Cosa fare –
[a] Secondo il testo sulle mucche e il caldo, di quanto può calare la produzione di latte di una mucca stressata dalle alte temperature?
[b] Prosegui il testo sulle mucche e il caldo partendo dalla sua ultima frase.

Blocco di testo –
Sulla terraferma a soffrire sono non solo gli animali selvatici, ma anche quelli da compagnia e da reddito. Mentre la vicina Italia si trova a fare i conti con un'ondata di caldo che ha portato non pochi dubbi sul futuro del turismo estivo, qualcuno si è mosso proprio per proteggere dalle alte temperature il bestiame che, in alcune regioni, rappresenta anche un'importante fetta del PIL. Un esempio particolare è stato raccontato in questi giorni dal Financial Times: gli allevatori dell'Emilia-Romagna (produttori di Parmigiano Reggiano), per salvare le proprie mucche dalla canicola, installano da tempo nelle proprie stalle dei maxi-ventilatori: un investimento che, di questi tempi, si sta facendo sempre più oneroso.

Meno latte

Le ondate di caldo mettono in pericolo anche gli animali, dicevamo. Una mucca stressata da alte temperature può infatti ridurre la produzione di latte del 10%. È allora nell'interesse degli allevatori trovare una soluzione per rinfrescare i bovini e metterli a loro agio nonostante il caldo sempre più torrido. Il giornale britannico porta dunque l'esempio emiliano: dalle parti di Parma, per combattere la canicola, gli allevatori installano grandi ventilatori — nelle stalle e nelle aree di alimentazione — da accendere nei giorni più torridi. Non solo: nebulizzatori rilasciano nell'aria quella stessa pioggerellina che, nei negozi, tiene fresco il reparto verdura. Una mossa necessaria: «Le mucche di solito soffrono quando la temperatura supera i 26°C», ha spiegato al Financial Times il presidente della sezione locale di Confagricoltura. E 26 gradi, di questi tempi, non si vedono manco da lontano.

Contenuto del dataset –

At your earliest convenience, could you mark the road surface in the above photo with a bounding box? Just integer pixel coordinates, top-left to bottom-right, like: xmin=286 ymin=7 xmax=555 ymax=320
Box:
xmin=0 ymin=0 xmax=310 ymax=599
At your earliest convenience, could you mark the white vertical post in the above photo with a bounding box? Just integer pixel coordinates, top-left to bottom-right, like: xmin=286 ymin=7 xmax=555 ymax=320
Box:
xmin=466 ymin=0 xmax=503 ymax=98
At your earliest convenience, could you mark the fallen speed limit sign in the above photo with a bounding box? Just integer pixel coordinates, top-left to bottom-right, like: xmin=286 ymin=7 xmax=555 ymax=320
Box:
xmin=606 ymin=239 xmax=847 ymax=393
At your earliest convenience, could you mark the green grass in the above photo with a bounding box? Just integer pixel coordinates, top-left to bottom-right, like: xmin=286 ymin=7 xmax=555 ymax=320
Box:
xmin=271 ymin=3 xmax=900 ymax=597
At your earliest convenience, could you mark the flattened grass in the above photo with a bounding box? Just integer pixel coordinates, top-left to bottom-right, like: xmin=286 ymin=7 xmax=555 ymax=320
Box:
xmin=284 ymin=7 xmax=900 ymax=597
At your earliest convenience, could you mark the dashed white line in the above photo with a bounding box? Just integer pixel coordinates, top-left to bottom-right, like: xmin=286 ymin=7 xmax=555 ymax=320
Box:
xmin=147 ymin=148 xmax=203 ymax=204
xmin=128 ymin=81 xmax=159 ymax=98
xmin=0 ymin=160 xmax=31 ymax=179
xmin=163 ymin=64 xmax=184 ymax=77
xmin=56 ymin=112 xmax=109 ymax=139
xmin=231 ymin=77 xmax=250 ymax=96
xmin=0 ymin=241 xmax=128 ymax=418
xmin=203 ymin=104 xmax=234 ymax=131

Risultati per compito –
[a] Del 10%.

[b]
Anni fa, quando questa strategia è stata messa in pratica per la prima volta, i ventilatori potevano essere accesi solo qualche ora al giorno nei mesi più caldi. Oggi, a causa del cambiamento climatico, i sistemi di raffreddamento sono in funzione per cinque mesi all'anno, per un periodo che varia da 16 a 24 ore al giorno.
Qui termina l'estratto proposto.